■ WHAT IS EXPECTED: In this exercise, copy exactly the lines from the one that contains "If you could put a point on the red" through the end of the entries below; pictures are not copied.
** Opening DATA IN THIS EXERCISE block **
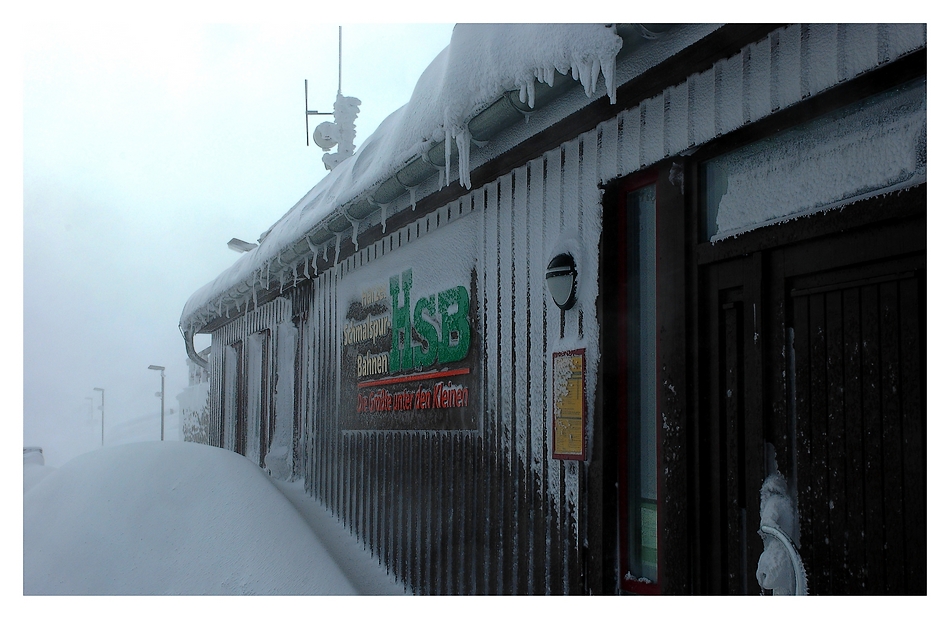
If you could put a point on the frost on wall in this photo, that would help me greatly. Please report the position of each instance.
(780, 568)
(195, 405)
(279, 458)
(874, 146)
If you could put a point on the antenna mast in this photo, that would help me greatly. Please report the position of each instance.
(342, 131)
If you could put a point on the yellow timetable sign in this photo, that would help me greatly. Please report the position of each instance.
(569, 421)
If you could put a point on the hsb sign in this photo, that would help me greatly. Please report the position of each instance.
(449, 310)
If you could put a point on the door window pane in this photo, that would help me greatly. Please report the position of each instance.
(641, 462)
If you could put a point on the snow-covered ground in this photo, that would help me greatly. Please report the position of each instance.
(181, 518)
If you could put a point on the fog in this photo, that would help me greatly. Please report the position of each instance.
(145, 149)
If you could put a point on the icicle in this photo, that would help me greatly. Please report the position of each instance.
(464, 143)
(448, 156)
(313, 250)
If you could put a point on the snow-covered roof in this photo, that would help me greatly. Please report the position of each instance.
(480, 64)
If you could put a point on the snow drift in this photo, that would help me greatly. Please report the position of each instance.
(168, 518)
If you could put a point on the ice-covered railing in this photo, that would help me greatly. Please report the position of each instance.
(481, 64)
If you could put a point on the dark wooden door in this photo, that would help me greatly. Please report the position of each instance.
(812, 359)
(860, 448)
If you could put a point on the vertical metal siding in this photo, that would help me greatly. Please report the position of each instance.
(490, 511)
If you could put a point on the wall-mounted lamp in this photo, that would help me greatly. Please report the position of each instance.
(561, 278)
(240, 246)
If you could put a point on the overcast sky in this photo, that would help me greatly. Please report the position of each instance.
(144, 151)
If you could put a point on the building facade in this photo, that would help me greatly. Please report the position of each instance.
(739, 214)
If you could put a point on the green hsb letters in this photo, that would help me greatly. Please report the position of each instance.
(430, 346)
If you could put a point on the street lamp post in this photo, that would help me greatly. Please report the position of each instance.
(162, 369)
(103, 410)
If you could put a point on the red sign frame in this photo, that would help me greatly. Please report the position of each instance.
(563, 425)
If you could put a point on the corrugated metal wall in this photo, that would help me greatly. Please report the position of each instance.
(490, 511)
(463, 511)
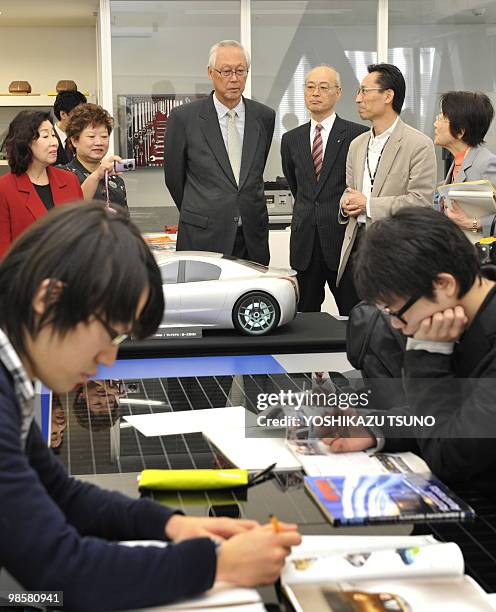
** Closing DATA IN THIS EXERCISE block **
■ RESULT FOR THIS TASK:
If you could put a point on the red sign frame in this photo, that would help me greatly. Please report the position of each instance.
(563, 425)
If you could put a point on the corrugated metal wall in this photo, that would help me greatly. Please report the position of each instance.
(490, 511)
(463, 511)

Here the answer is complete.